───── Input for this task
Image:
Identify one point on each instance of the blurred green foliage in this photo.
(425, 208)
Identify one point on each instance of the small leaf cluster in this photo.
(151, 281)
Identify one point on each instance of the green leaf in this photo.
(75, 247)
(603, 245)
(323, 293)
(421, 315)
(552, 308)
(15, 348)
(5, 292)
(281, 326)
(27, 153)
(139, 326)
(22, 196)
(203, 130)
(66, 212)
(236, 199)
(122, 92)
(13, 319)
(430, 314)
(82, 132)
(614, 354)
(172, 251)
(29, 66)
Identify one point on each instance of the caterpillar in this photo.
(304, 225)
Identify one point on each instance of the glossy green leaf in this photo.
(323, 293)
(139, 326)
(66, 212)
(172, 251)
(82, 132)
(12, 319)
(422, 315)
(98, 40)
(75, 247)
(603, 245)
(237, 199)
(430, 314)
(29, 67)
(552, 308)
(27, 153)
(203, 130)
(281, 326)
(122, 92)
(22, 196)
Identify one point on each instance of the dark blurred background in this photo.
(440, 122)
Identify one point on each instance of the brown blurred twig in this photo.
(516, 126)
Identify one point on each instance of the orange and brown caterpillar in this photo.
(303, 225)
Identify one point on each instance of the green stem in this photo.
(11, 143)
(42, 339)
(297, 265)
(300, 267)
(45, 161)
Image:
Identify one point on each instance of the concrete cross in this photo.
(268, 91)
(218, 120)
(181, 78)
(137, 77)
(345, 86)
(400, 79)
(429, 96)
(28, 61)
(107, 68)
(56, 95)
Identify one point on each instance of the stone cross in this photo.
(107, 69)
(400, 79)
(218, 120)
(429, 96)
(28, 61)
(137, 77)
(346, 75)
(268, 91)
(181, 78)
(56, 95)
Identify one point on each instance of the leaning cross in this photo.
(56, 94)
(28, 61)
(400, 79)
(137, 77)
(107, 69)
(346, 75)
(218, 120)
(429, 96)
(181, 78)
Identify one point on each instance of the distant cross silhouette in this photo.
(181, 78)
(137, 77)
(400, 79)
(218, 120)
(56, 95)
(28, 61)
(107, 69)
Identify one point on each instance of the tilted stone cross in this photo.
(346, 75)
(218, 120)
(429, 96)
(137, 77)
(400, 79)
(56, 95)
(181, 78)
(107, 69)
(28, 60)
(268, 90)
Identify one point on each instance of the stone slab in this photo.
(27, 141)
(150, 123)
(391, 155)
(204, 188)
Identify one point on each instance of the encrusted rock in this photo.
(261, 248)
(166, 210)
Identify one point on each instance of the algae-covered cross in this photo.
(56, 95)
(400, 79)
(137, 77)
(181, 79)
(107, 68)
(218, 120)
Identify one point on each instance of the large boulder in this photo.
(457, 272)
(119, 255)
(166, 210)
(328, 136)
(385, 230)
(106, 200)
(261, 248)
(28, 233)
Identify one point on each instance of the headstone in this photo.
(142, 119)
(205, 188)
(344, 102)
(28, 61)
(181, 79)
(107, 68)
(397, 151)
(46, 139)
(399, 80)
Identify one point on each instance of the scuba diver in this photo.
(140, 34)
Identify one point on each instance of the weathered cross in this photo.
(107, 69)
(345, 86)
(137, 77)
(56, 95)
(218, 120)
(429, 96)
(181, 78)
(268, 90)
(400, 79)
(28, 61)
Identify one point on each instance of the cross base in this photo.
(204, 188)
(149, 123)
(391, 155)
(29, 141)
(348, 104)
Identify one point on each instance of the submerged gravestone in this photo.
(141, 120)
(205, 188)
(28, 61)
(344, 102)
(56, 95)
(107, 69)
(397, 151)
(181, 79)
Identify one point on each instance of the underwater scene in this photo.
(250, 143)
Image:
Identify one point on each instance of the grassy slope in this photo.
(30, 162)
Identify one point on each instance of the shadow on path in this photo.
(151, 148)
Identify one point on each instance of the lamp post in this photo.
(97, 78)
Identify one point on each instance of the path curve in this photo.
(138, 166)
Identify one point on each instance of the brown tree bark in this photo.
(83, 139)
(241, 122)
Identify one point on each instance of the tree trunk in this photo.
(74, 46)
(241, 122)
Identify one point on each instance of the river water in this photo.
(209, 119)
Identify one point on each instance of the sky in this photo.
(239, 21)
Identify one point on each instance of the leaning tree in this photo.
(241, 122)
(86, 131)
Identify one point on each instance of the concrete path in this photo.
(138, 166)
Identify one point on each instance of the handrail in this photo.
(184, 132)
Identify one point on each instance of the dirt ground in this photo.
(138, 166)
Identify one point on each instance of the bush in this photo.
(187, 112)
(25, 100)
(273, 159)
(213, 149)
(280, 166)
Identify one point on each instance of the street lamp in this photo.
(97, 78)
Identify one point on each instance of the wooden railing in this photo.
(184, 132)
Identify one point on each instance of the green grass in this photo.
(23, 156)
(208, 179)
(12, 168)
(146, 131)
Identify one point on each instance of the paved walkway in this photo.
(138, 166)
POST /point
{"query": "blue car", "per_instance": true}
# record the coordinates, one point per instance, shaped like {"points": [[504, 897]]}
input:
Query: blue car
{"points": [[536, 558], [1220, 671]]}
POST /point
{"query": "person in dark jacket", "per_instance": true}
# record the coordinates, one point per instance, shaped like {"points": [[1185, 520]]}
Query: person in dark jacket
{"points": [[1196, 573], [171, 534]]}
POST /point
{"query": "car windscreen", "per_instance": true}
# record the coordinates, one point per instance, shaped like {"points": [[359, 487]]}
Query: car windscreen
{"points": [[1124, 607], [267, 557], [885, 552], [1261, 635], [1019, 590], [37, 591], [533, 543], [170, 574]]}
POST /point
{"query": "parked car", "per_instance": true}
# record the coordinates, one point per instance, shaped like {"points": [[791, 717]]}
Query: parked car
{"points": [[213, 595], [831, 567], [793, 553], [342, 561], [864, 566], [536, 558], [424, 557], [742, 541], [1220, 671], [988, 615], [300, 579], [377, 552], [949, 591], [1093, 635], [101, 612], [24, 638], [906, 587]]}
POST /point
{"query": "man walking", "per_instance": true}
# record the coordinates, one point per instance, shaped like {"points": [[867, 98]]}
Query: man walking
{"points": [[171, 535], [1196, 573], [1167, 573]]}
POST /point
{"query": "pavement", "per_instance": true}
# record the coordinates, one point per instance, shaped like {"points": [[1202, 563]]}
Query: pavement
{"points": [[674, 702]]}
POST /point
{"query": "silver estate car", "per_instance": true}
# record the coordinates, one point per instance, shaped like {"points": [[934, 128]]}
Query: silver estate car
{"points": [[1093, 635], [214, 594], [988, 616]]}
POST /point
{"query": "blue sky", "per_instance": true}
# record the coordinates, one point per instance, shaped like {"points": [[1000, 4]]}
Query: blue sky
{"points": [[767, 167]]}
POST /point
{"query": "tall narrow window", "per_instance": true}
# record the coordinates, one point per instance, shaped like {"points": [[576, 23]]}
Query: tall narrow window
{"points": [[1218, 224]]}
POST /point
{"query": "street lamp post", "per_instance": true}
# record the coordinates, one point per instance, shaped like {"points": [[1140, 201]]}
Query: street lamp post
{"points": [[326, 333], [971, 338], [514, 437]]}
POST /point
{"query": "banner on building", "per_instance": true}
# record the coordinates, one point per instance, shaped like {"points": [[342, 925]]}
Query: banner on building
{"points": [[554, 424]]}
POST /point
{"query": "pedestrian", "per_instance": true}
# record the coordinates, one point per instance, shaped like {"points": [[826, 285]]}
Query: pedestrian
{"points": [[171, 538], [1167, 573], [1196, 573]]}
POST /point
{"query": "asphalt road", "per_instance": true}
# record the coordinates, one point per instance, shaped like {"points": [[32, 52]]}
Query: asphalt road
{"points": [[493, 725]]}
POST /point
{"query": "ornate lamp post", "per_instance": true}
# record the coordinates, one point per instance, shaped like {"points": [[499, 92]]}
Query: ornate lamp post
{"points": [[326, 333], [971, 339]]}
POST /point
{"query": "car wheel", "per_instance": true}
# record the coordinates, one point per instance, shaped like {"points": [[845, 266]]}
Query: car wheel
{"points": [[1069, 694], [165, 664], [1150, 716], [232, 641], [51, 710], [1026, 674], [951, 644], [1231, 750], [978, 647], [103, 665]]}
──────────
Exercise directions:
Collect every line of the records above that contains the word "tall".

Response:
{"query": "tall narrow window", "per_instance": true}
Query: tall narrow window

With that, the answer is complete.